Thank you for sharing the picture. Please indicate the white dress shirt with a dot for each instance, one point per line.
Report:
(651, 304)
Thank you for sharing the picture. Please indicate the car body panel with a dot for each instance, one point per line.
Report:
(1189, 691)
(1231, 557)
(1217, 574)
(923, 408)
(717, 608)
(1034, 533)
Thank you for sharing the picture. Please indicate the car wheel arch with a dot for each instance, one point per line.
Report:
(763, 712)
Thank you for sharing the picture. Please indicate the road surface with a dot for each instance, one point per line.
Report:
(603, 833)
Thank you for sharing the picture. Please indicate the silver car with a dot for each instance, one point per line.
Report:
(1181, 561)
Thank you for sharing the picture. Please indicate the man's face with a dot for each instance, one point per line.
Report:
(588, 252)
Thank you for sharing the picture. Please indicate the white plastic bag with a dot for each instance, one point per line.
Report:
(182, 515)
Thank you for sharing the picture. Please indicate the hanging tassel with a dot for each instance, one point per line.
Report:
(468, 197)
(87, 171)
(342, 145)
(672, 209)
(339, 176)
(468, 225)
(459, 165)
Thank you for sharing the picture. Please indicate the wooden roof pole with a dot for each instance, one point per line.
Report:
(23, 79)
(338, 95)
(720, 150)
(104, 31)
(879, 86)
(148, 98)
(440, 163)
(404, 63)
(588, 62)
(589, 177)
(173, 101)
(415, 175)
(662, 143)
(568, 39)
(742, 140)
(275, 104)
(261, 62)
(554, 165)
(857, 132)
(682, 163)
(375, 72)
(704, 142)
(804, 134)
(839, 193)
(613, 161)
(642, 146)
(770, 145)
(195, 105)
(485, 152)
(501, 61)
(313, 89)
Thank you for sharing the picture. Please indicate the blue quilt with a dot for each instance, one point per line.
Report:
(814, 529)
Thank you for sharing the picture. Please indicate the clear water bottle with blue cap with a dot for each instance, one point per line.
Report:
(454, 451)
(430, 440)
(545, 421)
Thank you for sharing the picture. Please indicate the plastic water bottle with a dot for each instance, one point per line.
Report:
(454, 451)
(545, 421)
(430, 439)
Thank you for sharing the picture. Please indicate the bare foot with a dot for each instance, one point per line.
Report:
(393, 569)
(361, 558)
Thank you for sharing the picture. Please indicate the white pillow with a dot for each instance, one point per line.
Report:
+===+
**REQUIREMENTS**: Write out the data again, exactly and in full.

**THE RESPONSE**:
Thank you for sharing the picture. Please indicate the white dress shirt with a dot for each instance, one point per line.
Report:
(651, 304)
Thank you for sharing the picture. Please indicate the car body panel with a dot for each instance, one point per line.
Report:
(1189, 691)
(1231, 557)
(1217, 574)
(923, 408)
(717, 608)
(1034, 533)
Thank you for sharing the picture. Please indicate the car wheel arch with a dot for each instance, one point per line.
Report:
(763, 712)
Thank you for sharing the picture. Please indicate the road surface with a dot for each instance, one point per line.
Report:
(603, 833)
Thank you for sharing the picture. Please indicate the silver car with a dot for each instance, one point per line.
Report:
(1181, 561)
Thank you for sharing the picture. Please indicate the man's face with a dot for each instance, one point per line.
Report:
(588, 252)
Thank you for sharing the picture. Please indicate the white plastic bag with a dot for each instance, one point per line.
Report:
(182, 515)
Thank you for sharing the picture. Please indicate the hanging tassel with a dot for each instance, one point per line.
Report:
(468, 197)
(87, 171)
(342, 145)
(672, 209)
(339, 176)
(468, 225)
(459, 165)
Thank you for sharing the picture. Please indicate the wooden roof pole with a dot for each instance, one point per line.
Report:
(23, 79)
(338, 95)
(720, 150)
(104, 31)
(879, 86)
(148, 98)
(440, 163)
(404, 63)
(588, 62)
(589, 177)
(173, 101)
(415, 175)
(662, 143)
(568, 39)
(742, 140)
(275, 104)
(261, 62)
(554, 165)
(857, 132)
(682, 163)
(375, 72)
(704, 142)
(804, 134)
(839, 193)
(613, 161)
(642, 146)
(770, 145)
(195, 105)
(485, 152)
(501, 61)
(313, 89)
Thank you for sharing the picture. Please indicate the blue quilt with a dot for each instance, one point per line.
Report:
(814, 529)
Thank you for sharing the picture. Please indicate the clear water bottle with blue cap with a dot for each instance, one point per line.
Report:
(454, 451)
(430, 440)
(545, 421)
Thank you for sharing the picture. Please indicate the plastic water bottle with a dot for each instance, one point per line.
Report:
(454, 451)
(545, 421)
(430, 439)
Thank you for sharing the picture. Please indicate the bare foot with a dot for each instance, one point per line.
Report:
(393, 569)
(361, 558)
Thank you for sharing the picture. Please indicate the white pillow with a dot for each instance, one point per line.
Report:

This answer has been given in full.